┌─ Excerpt provided

Surgeon General Defends Biden’s Response to Steep Covid-19 Surge

U.S. Surgeon General Vivek Murthy defended the Biden administration’s response to the surge of Covid-19 infections caused by the omicron variant, conceding though that health officials need to “close that gap” in the severe shortage of testing. 

“We have more to do,” Murthy said on ABC’s “This Week,” adding that the spike in infections outstripped what he said was an eight-fold increase in testing over the last month.

President Joe Biden and his top health officials are coming under increasing criticism, from the lack of tests to overcrowded hospitals around the nation. A new CBS News poll shows that a majority of Americans find coronavirus information from health officials confusing, with changing guidelines on masking and isolation periods for those who are infected. 

Surgeon General Defends Biden’s Response to Steep Covid-19 Surge

“The White House needs to get its messaging discipline together,” Ashish Jha, dean of the Brown University School of Public Health, said on “Fox News Sunday.” “It would be enormously helpful to the American people if that messaging was more consistent.”

└─
┌─ Supplied data

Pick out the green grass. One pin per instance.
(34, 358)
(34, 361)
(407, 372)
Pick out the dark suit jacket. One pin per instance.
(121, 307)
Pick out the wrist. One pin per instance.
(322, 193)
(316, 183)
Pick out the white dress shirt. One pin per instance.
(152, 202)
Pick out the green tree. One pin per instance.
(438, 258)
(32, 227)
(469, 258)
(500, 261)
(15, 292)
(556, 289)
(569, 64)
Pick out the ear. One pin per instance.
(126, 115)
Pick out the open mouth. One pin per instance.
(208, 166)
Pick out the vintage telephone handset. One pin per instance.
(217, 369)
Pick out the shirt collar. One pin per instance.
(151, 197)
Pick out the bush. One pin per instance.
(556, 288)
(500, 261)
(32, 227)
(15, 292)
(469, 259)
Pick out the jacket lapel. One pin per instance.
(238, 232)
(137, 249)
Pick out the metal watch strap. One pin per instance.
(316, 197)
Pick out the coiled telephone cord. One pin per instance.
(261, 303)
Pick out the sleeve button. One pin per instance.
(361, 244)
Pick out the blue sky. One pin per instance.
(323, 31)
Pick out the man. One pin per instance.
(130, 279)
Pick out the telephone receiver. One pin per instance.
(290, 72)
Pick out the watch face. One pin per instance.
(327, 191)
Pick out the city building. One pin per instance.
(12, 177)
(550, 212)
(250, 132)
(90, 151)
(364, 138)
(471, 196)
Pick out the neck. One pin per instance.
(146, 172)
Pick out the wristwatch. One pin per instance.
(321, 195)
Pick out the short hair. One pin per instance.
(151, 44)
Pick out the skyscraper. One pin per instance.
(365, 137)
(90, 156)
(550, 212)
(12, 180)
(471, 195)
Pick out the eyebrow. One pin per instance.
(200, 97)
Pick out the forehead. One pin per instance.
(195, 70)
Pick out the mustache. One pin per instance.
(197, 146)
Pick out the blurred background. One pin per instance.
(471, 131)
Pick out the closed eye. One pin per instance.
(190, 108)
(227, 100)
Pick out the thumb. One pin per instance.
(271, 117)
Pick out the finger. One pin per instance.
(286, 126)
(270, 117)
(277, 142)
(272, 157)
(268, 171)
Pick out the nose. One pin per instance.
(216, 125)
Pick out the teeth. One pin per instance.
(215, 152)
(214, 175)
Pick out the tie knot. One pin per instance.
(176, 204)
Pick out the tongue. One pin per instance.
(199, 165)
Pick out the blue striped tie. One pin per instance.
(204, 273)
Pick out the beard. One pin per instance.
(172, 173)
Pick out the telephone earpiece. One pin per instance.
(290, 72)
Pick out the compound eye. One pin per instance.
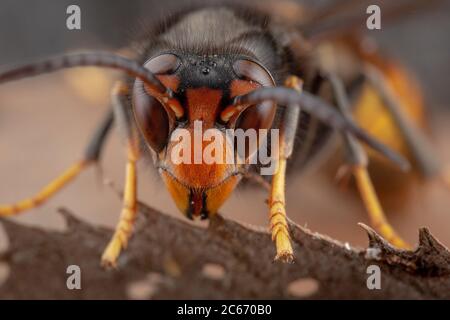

└─

**Tasks to carry out**
1. Answer these questions using the surgeon general news excerpt.
(a) On which program did Murthy speak?
(b) By what factor does Murthy say testing increased over the last month?
(c) Who is dean of the Brown University School of Public Health?
2. Give the stretch of the surgeon general news excerpt from "President Joe Biden" through "who are infected." again, substituting "understaffed hospitals" for "overcrowded hospitals".
3. Proceed with the news excerpt on the surgeon general's defense of the Covid-19 response, starting after its final sentence.

**Numbered answers**
1.
(a) ABC's "This Week"
(b) Eight-fold
(c) Ashish Jha

2.
President Joe Biden and his top health officials are coming under increasing criticism, from the lack of tests to understaffed hospitals around the nation. A new CBS News poll shows that a majority of Americans find coronavirus information from health officials confusing, with changing guidelines on masking and isolation periods for those who are infected.

3.
Biden was also dealt a blow from the Supreme Court, which last week blocked the centerpiece of his push to get more people vaccinated, rejecting an Occupational Safety and Health Administration rule that would have required 80 million workers to get shots or periodic tests.

Shots for Workers

Glenn Youngkin, the new Republican governor of Virginia, said he was disappointed the Court let a separate rule take effect requiring shots for workers in nursing homes, hospitals and other facilities that receive Medicare and Medicaid payments from the federal government.

“The Supreme Court has ruled and so we’re going to have to go to work to make sure that we don’t have a further depletion of the resources that are in our hospital system,” Youngkin said on Fox. 

Reflecting the position of many Republican governors, Youngkin on his first day in office on Saturday reversed a vaccine mandate for state employees and allowed parents to decide whether children should mask in schools.

Murthy called the court’s decision “very disappointing” but said “there is nothing that stops workplaces from voluntarily putting these requirements in place. In fact, many have done so already.”

Murthy and Jha agreed that the omicron surge will get worse, even as it shows signs of peaking in New York and other parts of the Northeast. 

“The problem is we’re running out of health care workforce,” Jha said. “We just don’t have the staffing. That is going to be a challenge for many weeks ahead.”

Murthy said: “This is a tough time. It’s going to be a tough few weeks, but we will get through it.”